■ **Texte fourni**:
######

Les beaux comptoirs d’étain NECTOUX, ou le savoir-faire artisanal emblématique des bistrots

J’ai eu la chance d’assister à une petite conférence sur les comptoirs de bistrots en étain, ces beaux comptoirs emblématiques des bistrots français. Cela s’est passé au Vaudésir, bistrot parisien tenu par Pierre-Christophe Hantz dans le 14ème arrondissement, et c’est Maxime Dethomas, qui gère aujourd’hui les ateliers NECTOUX qui nous a raconté cette belle histoire.

L’histoire du comptoir
À l’origine — c’est-à-dire à l’ère de la révolution industrielle au XIXe siècle — le bistrot était un établissement typiquement parisien, plutôt petit et sans prétention, généralement tenu par un provincial monté à Paris, un auvergnat le plus souvent, « un bougnat » qui faisait débit de boisson et vendait bois et charbon. Aménagés autour d’un grand bar en « zinc » et agrémenté de quelques tables en bois ou en fer recouvertes de nappes en vichy blanc et rouge ou en papier, lieux de passage où régnait une atmosphère très populaire. et où l’on venait boire un café, un verre de bière ou de vin et qui proposait des sandwichs ou quelquefois une forme de restauration (type plat du jour) à moindre prix.
Selon la légende, le mot bistrot est apparu après la campagne de Russie en 1814, où les cosaques stationnant à Paris buvaient des coups vite fait, quelquefois même en restant dehors à cheval et en disant « bistro ! bistro ! », ce qui signifie « vite ! vite ! » Une plaque expliquant cette étymologie a d’ailleurs été retrouvée sur la façade du restaurant de La Mère Catherine à Montmartre. Cela dit, cette explication reste très fantaisiste. Rappelons qu’en 1850, la moitié des Parisiens sont des ouvriers et fréquentent ce genre d’établissements. Toujours est-il que le mot bistrot — qui s’est orthographié de plus en plus souvent avec un T final —, a fait son entrée dans le dictionnaire en 1884.
Au début, les comptoirs étaient faits d’un alliage de 60% d’étain et de 40% de plomb, mais les Allemands surnommaient tous les comptoirs « zink » et le terme est resté dans le vocabulaire pour désigner un comptoir, quand bien même ils ne se firent plus qu’en étain. Ces bars modestes sont familiaux et l’on a l’habitude d’y boire debout mais la donne change quand les Alsaciens ayant fui la guerre de 1870 arrivent eux aussi à Paris, ouvrant des brasseries. C’est l’époque des premiers réfrigérateurs où l’on peut conserver des pains de glace, et servir la bière fraîche.

######

■ **Lignes de données**:
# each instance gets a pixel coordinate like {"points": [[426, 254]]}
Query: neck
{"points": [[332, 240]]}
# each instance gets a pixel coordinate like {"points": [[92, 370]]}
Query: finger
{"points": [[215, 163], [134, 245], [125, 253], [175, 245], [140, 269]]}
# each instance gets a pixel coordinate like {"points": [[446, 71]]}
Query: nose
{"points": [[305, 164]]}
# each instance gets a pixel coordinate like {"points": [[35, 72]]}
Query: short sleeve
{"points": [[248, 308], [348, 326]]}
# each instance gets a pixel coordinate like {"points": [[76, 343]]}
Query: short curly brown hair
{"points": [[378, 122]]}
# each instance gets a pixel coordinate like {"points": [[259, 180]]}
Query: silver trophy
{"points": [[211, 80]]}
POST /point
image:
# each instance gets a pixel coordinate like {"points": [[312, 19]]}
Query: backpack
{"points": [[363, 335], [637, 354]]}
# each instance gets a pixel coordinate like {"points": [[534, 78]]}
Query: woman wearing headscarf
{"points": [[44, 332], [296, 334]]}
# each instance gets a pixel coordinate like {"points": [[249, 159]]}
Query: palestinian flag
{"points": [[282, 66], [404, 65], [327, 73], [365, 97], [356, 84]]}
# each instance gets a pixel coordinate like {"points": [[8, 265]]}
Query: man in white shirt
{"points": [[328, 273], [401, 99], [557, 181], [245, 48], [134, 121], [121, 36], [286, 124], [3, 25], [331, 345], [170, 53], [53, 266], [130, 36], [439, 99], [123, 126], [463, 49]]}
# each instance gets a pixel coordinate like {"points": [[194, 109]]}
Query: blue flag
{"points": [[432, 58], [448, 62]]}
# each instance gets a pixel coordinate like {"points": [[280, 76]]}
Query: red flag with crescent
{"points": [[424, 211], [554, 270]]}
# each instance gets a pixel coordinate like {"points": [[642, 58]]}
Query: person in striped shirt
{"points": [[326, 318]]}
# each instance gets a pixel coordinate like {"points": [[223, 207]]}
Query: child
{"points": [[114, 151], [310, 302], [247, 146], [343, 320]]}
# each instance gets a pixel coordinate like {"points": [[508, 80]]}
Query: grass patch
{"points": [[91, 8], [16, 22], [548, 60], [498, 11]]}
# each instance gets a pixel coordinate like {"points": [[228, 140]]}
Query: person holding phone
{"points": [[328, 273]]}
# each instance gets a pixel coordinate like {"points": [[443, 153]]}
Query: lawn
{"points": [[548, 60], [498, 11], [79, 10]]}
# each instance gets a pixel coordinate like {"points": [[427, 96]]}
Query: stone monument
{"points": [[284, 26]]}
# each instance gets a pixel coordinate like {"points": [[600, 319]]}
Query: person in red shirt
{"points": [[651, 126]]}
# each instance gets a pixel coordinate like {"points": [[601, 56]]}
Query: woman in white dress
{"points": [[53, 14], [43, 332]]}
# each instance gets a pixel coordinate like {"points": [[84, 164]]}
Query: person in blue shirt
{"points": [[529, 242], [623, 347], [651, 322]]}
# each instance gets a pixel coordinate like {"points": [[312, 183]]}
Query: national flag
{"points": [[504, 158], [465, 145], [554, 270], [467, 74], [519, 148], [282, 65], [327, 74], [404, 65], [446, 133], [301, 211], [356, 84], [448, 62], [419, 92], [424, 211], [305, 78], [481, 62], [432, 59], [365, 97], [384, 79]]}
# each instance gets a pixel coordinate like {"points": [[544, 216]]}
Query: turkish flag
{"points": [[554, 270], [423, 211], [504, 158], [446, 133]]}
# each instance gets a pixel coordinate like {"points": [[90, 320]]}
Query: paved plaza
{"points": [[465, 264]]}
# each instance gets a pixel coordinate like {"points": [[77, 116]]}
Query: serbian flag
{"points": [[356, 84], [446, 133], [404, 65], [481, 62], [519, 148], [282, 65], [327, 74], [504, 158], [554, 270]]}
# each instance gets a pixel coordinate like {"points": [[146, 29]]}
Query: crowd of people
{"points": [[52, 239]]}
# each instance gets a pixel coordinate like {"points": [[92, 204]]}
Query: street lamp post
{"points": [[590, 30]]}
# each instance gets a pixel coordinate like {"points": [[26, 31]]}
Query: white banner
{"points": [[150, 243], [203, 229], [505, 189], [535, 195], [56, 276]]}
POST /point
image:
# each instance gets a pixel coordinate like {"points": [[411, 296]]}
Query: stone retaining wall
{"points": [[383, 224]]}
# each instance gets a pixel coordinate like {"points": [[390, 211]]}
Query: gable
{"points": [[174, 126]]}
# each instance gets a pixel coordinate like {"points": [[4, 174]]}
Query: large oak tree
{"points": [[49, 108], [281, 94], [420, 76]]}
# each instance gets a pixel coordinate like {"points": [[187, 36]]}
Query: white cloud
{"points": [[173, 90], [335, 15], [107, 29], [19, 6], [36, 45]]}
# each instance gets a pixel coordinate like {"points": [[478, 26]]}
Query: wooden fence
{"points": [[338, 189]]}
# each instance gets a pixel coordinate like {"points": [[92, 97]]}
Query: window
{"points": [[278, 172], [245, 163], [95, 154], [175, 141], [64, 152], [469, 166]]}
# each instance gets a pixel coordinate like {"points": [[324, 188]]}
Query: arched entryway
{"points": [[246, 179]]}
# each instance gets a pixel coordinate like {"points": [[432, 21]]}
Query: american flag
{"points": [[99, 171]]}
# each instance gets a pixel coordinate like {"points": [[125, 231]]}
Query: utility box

######

■ **Consignes de travail**:
A) Recopiez, s'il vous plaît, le passage du texte sur les comptoirs d'étain qui s'ouvre sur les mots contenant « Les beaux comptoirs » et se ferme sur « cette belle histoire. ».
B) D'après le texte sur les comptoirs d'étain, pourquoi appelle-t-on un comptoir un « zinc » alors qu'il est en étain ? Répondez en une à trois phrases.

■ **Réponses aux consignes**:
A)
Les beaux comptoirs d’étain NECTOUX, ou le savoir-faire artisanal emblématique des bistrots

J’ai eu la chance d’assister à une petite conférence sur les comptoirs de bistrots en étain, ces beaux comptoirs emblématiques des bistrots français. Cela s’est passé au Vaudésir, bistrot parisien tenu par Pierre-Christophe Hantz dans le 14ème arrondissement, et c’est Maxime Dethomas, qui gère aujourd’hui les ateliers NECTOUX qui nous a raconté cette belle histoire.

B) Les Allemands surnommaient tous les comptoirs « zink », et le terme est resté dans le vocabulaire pour désigner un comptoir. Il s'est maintenu même quand les comptoirs ne se firent plus qu'en étain, alors qu'au début ils étaient faits d'un alliage de 60 % d'étain et de 40 % de plomb.